■ What you need to do ■
Reproduce all entries verbatim, with nothing added or dropped.

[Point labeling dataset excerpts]
>> BEGIN

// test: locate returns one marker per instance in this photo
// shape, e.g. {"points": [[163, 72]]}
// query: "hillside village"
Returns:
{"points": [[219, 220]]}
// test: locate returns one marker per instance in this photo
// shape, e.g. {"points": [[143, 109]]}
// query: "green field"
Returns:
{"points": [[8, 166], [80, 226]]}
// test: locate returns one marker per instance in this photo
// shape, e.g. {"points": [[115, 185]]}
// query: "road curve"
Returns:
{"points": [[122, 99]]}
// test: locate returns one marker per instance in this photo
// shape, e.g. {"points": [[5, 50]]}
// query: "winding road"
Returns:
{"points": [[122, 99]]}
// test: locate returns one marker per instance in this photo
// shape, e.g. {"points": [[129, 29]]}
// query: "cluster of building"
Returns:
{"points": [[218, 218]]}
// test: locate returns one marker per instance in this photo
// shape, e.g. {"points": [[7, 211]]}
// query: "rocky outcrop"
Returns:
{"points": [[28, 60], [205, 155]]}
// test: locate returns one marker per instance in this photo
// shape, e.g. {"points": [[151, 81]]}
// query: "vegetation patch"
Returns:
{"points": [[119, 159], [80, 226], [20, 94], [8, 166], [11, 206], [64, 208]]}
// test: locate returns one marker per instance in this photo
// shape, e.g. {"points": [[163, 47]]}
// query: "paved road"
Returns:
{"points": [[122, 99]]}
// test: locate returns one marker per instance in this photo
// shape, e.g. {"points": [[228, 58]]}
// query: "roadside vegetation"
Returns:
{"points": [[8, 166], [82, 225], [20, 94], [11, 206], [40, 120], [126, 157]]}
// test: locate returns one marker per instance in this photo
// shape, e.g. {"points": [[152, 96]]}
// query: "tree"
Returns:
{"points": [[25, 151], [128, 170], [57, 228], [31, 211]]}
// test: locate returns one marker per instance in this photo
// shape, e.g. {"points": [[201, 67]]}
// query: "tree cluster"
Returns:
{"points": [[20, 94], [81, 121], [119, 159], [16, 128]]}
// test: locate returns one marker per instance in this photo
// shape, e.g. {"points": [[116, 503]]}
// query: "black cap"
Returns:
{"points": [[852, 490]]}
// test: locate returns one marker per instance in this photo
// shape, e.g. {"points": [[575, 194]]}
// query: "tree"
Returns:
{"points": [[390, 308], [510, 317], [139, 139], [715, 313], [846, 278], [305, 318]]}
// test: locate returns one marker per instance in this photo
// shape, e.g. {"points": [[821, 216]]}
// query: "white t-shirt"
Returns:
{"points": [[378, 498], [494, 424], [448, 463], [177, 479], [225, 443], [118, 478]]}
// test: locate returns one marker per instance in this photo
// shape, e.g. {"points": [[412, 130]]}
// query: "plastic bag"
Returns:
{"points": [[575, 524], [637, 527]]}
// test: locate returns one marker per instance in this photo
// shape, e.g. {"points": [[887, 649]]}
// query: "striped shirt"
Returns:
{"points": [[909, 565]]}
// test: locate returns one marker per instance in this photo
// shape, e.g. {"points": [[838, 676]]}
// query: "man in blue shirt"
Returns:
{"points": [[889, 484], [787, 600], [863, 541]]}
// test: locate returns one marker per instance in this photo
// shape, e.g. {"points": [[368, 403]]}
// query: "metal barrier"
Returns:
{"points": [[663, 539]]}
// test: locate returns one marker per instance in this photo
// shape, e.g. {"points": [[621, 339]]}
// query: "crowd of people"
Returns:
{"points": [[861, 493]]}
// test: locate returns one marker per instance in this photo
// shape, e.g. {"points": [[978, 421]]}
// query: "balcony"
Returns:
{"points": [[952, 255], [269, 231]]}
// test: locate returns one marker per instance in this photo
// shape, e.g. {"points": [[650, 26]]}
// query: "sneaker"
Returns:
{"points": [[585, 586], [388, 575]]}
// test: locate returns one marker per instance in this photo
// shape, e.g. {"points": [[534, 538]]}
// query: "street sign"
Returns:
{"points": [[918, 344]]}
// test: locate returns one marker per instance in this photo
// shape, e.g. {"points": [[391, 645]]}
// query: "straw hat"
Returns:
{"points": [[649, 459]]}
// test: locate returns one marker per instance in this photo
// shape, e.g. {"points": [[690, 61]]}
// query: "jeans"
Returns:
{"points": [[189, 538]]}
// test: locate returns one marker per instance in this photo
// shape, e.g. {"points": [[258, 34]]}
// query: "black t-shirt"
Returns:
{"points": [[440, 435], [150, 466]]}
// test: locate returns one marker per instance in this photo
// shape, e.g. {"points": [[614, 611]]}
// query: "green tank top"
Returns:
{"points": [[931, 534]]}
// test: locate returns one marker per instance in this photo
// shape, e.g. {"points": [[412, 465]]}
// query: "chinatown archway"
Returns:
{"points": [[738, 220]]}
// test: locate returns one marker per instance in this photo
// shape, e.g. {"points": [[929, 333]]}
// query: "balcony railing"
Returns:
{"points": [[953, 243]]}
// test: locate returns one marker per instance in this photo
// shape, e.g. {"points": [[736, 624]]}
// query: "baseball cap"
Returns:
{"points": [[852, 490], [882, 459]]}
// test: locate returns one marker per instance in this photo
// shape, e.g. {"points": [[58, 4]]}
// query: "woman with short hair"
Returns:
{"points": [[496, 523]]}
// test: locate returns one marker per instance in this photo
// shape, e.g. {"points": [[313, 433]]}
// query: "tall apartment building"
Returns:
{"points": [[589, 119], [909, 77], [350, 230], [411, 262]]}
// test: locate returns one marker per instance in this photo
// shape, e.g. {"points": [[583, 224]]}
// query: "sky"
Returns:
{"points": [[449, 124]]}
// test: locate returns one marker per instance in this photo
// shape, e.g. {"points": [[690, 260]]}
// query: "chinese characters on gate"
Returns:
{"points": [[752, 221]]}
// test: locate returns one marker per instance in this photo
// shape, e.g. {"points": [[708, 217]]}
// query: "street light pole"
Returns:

>> END

■ Solution for this exercise ■
// test: locate returns one marker per instance in this photo
// shape, e.g. {"points": [[163, 72]]}
// query: "hillside village"
Returns:
{"points": [[219, 220]]}
// test: locate returns one marker per instance in this photo
// shape, e.g. {"points": [[143, 109]]}
// query: "green field"
Returns:
{"points": [[8, 166], [80, 226]]}
// test: locate returns one marker per instance in this photo
// shape, e.g. {"points": [[115, 185]]}
// query: "road curve"
Returns:
{"points": [[122, 99]]}
// test: locate returns one marker per instance in this photo
// shape, e.g. {"points": [[5, 50]]}
// query: "winding road"
Returns:
{"points": [[122, 99]]}
// test: locate returns one marker per instance in this photo
// shape, e.g. {"points": [[129, 29]]}
// query: "cluster of building"
Returns:
{"points": [[218, 218]]}
// test: locate returns one marker per instance in this photo
// shape, e.g. {"points": [[7, 211]]}
// query: "rocky outcrop"
Returns:
{"points": [[28, 60], [205, 155]]}
// test: locate returns one marker per instance in this photo
// shape, e.g. {"points": [[151, 81]]}
// query: "vegetation patch"
Returns:
{"points": [[119, 159], [80, 226], [20, 94], [8, 166], [11, 206], [64, 208]]}
// test: locate returns one marker per instance in this photo
// shape, e.g. {"points": [[163, 47]]}
// query: "paved road"
Returns:
{"points": [[122, 99]]}
// test: locate returns one marker per instance in this photo
// shape, e.g. {"points": [[228, 58]]}
// query: "roadside vegetation"
Returns:
{"points": [[8, 166], [82, 225], [20, 94], [11, 206], [40, 120], [126, 157]]}
// test: locate returns one marker per instance in this photo
// shape, e.g. {"points": [[152, 96]]}
// query: "tree"
Returns:
{"points": [[25, 151], [128, 170], [57, 228], [31, 211]]}
// test: locate returns one marker per instance in this photo
// shape, e.g. {"points": [[201, 67]]}
// query: "tree cluster"
Returns:
{"points": [[20, 94], [81, 121], [119, 159], [16, 128]]}
// test: locate returns one marker per instance in this photo
// shape, e.g. {"points": [[116, 503]]}
// query: "black cap"
Returns:
{"points": [[852, 490]]}
// test: locate returns one marker per instance in this photo
// shape, e.g. {"points": [[575, 194]]}
// query: "tree"
Returns:
{"points": [[390, 308], [510, 317], [139, 139], [715, 313], [846, 278], [305, 318]]}
// test: locate returns one marker per instance in this photo
// shape, e.g. {"points": [[821, 216]]}
// query: "white t-shirt"
Returns:
{"points": [[378, 498], [494, 424], [448, 463], [177, 479], [225, 443], [118, 478]]}
// test: locate returns one marker per instance in this photo
// shape, e.g. {"points": [[412, 130]]}
// query: "plastic bag"
Returns:
{"points": [[575, 524], [637, 527]]}
// test: locate returns one marker per instance in this photo
// shape, e.g. {"points": [[887, 649]]}
// query: "striped shirt"
Returns:
{"points": [[909, 565]]}
// test: locate returns one marker per instance in this photo
// shape, e.g. {"points": [[838, 676]]}
// query: "man in blue shirt"
Returns:
{"points": [[889, 484], [787, 600], [863, 541]]}
// test: locate returns one marker per instance in this photo
// shape, e.g. {"points": [[368, 403]]}
// query: "metal barrier"
Returns:
{"points": [[663, 539]]}
// test: locate returns one marker per instance in this photo
// shape, e.g. {"points": [[621, 339]]}
// query: "crowd of people"
Returns:
{"points": [[861, 493]]}
// test: locate returns one marker per instance in this photo
// shape, e.g. {"points": [[978, 421]]}
// query: "balcony"
Returns:
{"points": [[952, 255], [269, 231]]}
// test: locate returns one marker per instance in this photo
// shape, e.g. {"points": [[650, 26]]}
// query: "sneaker"
Returns:
{"points": [[585, 586], [388, 575]]}
// test: locate returns one marker per instance in this photo
// shape, e.g. {"points": [[534, 538]]}
// query: "street sign"
Returns:
{"points": [[918, 344]]}
// test: locate returns one marker per instance in this photo
// shape, e.g. {"points": [[391, 645]]}
// query: "straw hat"
Returns:
{"points": [[649, 459]]}
// test: locate returns one marker per instance in this photo
// shape, e.g. {"points": [[690, 61]]}
// query: "jeans"
Returns:
{"points": [[189, 538]]}
// test: locate returns one marker per instance in this photo
// shape, e.g. {"points": [[258, 34]]}
// query: "black t-shirt"
Returns:
{"points": [[440, 435], [150, 466]]}
// test: locate returns one marker per instance in this photo
// shape, e.g. {"points": [[614, 611]]}
// query: "green tank top"
Returns:
{"points": [[931, 534]]}
// test: locate returns one marker per instance in this photo
// shape, e.g. {"points": [[412, 465]]}
// query: "chinatown archway"
Returns:
{"points": [[738, 220]]}
// test: locate returns one marker per instance in this photo
// shape, e.g. {"points": [[929, 333]]}
// query: "balcony railing"
Returns:
{"points": [[953, 243]]}
// test: locate returns one marker per instance in this photo
// shape, e.g. {"points": [[736, 624]]}
// query: "baseball cap"
Returns:
{"points": [[852, 490], [882, 459]]}
// test: locate returns one marker per instance in this photo
// shape, e.g. {"points": [[58, 4]]}
// query: "woman with short hair"
Returns:
{"points": [[496, 523]]}
// test: locate returns one marker per instance in this photo
// shape, e.g. {"points": [[313, 433]]}
// query: "tall apartment building"
Returns:
{"points": [[589, 119], [909, 77], [350, 230], [411, 262]]}
// test: locate returns one marker per instance in this photo
// shape, e.g. {"points": [[583, 224]]}
// query: "sky"
Returns:
{"points": [[449, 124]]}
// test: locate returns one marker per instance in this photo
// shape, e.g. {"points": [[690, 260]]}
// query: "chinese characters on gate"
Returns:
{"points": [[752, 221]]}
// test: locate returns one marker per instance in this photo
// shape, e.g. {"points": [[708, 217]]}
// query: "street light pole"
Returns:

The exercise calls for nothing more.